[Opening RECORDS FOR THIS EXERCISE section]

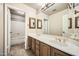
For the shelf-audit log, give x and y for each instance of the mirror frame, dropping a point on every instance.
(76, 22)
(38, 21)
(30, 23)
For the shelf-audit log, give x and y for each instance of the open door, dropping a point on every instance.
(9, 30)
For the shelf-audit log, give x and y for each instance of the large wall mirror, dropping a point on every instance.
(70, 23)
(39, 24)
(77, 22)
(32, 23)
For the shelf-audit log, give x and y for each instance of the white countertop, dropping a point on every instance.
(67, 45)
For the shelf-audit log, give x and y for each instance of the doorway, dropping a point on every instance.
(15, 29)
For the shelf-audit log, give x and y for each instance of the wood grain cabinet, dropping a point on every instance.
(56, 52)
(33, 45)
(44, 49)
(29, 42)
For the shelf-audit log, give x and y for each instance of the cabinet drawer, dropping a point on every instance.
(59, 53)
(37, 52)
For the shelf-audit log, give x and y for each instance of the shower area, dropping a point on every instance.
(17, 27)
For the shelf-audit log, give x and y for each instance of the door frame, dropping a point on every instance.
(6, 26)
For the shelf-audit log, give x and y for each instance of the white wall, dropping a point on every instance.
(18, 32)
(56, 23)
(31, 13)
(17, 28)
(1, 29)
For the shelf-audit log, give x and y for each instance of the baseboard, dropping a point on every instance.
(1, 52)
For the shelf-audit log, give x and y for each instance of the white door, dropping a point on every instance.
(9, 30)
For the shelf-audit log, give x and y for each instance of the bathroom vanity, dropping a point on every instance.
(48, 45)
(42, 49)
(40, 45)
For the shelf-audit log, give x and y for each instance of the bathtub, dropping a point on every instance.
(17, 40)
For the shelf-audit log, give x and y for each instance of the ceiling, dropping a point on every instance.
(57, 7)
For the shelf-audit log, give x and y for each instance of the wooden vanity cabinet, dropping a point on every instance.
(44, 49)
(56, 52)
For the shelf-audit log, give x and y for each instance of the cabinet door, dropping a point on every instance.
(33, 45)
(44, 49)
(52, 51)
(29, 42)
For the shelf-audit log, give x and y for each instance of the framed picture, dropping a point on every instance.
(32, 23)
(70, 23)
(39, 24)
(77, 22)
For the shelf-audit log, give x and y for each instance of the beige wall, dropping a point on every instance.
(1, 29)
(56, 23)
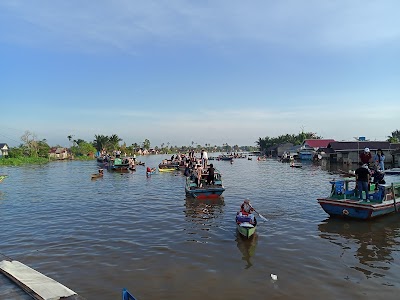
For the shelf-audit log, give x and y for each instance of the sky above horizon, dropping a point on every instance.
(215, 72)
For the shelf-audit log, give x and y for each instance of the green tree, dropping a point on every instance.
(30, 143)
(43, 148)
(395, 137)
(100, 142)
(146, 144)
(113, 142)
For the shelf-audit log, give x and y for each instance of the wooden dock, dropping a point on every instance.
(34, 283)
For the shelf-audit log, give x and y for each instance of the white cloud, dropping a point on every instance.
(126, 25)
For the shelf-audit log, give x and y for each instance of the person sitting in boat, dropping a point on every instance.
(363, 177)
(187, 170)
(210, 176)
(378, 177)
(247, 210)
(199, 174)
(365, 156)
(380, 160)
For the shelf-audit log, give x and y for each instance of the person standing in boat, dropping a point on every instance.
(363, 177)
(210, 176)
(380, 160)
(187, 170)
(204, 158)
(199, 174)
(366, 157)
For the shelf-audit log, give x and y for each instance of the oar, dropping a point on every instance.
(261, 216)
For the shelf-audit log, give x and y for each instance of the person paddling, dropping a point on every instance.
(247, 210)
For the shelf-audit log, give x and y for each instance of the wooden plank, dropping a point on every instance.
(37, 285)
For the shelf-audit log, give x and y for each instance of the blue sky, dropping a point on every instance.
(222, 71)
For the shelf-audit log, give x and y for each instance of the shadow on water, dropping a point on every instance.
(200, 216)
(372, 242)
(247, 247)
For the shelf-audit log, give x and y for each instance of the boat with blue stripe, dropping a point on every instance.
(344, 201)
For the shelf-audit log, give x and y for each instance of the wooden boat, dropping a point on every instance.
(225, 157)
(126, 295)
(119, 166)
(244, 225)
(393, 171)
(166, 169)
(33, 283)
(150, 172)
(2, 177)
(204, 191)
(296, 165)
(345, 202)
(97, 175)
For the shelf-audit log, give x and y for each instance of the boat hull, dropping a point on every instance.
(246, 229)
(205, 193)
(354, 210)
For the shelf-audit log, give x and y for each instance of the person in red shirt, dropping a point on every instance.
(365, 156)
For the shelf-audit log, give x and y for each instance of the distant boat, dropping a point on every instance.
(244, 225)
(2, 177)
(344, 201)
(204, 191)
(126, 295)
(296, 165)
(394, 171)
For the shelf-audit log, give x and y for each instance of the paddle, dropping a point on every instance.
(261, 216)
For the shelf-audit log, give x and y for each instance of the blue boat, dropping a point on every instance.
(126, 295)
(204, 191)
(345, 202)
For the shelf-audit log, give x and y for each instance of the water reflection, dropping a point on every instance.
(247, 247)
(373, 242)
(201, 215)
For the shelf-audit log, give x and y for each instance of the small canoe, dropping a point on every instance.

[Closing RECORDS FOR THIS EXERCISE section]

▶ _WORK INSTRUCTIONS_: Any images must be dropped; all other material is to be printed exactly.

▶ _RESPONSE TO THE EXERCISE_:
For the shelf-audit log, give x and y for each instance of the mirror frame, dropping a point on every instance.
(76, 22)
(38, 21)
(30, 23)
For the shelf-audit log, give x and y for each instance of the open door, dropping a point on every instance.
(9, 30)
For the shelf-audit log, give x and y for each instance of the large wall mirror, dropping a point on every instance.
(70, 23)
(39, 24)
(77, 22)
(32, 23)
For the shelf-audit log, give x and y for each instance of the white countertop, dropping a point on every instance.
(67, 45)
For the shelf-audit log, give x and y for each instance of the doorway, dropping a point on every instance.
(15, 29)
For the shelf-audit log, give x and y for each instance of the wood grain cabinet, dropping a point on every instance.
(56, 52)
(33, 45)
(44, 49)
(29, 42)
For the shelf-audit log, give x and y for each instance of the cabinet drawer, dropping a point on every instance.
(59, 53)
(37, 52)
For the shelf-audit log, give x and y for each instance of the shower area, dropping a point on every instance.
(17, 27)
For the shelf-audit log, give x and y for each instance of the door frame, dropping a point on every instance.
(6, 26)
For the shelf-audit log, give x and y for each instance of the white wall, dropping a point on every instance.
(18, 32)
(56, 23)
(31, 13)
(17, 28)
(1, 29)
For the shelf-audit log, give x and y for each instance of the baseboard, dropping a point on every instance.
(1, 52)
For the shelf-audit log, give x and y for each instance of the white door, dropping a point on every instance.
(9, 30)
For the shelf-audit log, give x and y for each instance of the bathroom vanity, dropping a point on every instance.
(48, 45)
(42, 49)
(40, 45)
For the shelf-audit log, give x and y for each instance of the bathtub, dropping a point on every instance.
(17, 40)
For the shelf-audit log, give x and y for each instance of the ceiling, dropping a point on every instance.
(57, 7)
For the shelf-audit log, give x and y for each instance of the wooden vanity cabinet, dropping a point on every instance.
(44, 49)
(56, 52)
For the shelf-audit log, give x and y for each instance of the cabinet door, dropping a point on every instance.
(33, 45)
(44, 49)
(52, 51)
(29, 42)
For the shelf-audit log, give x and y for each instance of the framed picture, dropping a point on every instance.
(32, 23)
(70, 23)
(39, 24)
(77, 22)
For the shelf-audit log, give x and y for each instance of the beige wall, dropping a point on every instance.
(1, 29)
(56, 23)
For the shelf-audit log, give x and y for each instance of the sky above horizon, dropping a point on every instance.
(215, 72)
For the shelf-audit log, give x and y for each instance of the green tree, dropping a point on every instance.
(30, 143)
(43, 148)
(395, 137)
(100, 142)
(146, 144)
(113, 142)
For the shelf-audit log, give x and y for each instance of the wooden dock, dropping a point on every instance.
(34, 283)
For the shelf-audit log, give x and y for each instance of the white cloud, dropping a point on every instance.
(126, 25)
For the shelf-audit log, give x and y for each instance of the person sitting in boat, dropping a point on every instance.
(363, 177)
(187, 170)
(210, 176)
(378, 177)
(247, 210)
(199, 174)
(365, 156)
(380, 160)
For the shelf-audit log, give x and y for each instance of the person standing in boat, dropping a point on every instance.
(363, 177)
(210, 176)
(380, 160)
(187, 170)
(204, 158)
(199, 174)
(366, 157)
For the shelf-audit log, give x and y for each instance of the oar, dropping a point on every instance.
(261, 216)
For the shelf-audit log, give x and y for each instance of the person paddling, dropping a point on every instance.
(247, 210)
For the shelf-audit log, give x and y for each instance of the wooden plank, dropping a point on every instance.
(37, 285)
For the shelf-audit log, give x and y for each instance of the blue sky, dropping a point on every instance.
(222, 71)
For the shelf-audit log, give x and y for each instance of the shadow on water, dropping a point on every instance.
(200, 216)
(372, 242)
(247, 247)
For the shelf-audit log, give x and y for each instance of the boat with blue stripe, dropping a point on every instance.
(344, 201)
For the shelf-audit log, give x and y for each instance of the wooden boat, dropping a point on every instance.
(225, 157)
(126, 295)
(119, 166)
(244, 225)
(393, 171)
(166, 169)
(33, 283)
(150, 172)
(2, 177)
(204, 191)
(296, 165)
(345, 202)
(97, 175)
For the shelf-audit log, give x and y for each instance of the boat hull, dropping a point on every instance.
(246, 229)
(205, 193)
(354, 210)
For the shelf-audit log, give x and y for each instance of the person in red shirt, dropping a point on every instance.
(365, 156)
For the shelf-audit log, give x and y for each instance of the distant boat, dropping a point on every instance.
(244, 225)
(2, 177)
(344, 201)
(204, 191)
(126, 295)
(296, 165)
(394, 171)
For the shelf-audit log, give x and y for each instance of the paddle, dropping a point on every instance.
(261, 216)
For the shelf-audit log, give x and y for each instance of the blue boat, dropping a point on every instance.
(126, 295)
(204, 191)
(345, 202)
For the shelf-audit log, give x and y for each instance of the water reflection, dropping a point on every instance.
(247, 247)
(373, 242)
(201, 215)
For the shelf-audit log, give x and y for each instance of the small canoe, dropping a point on every instance.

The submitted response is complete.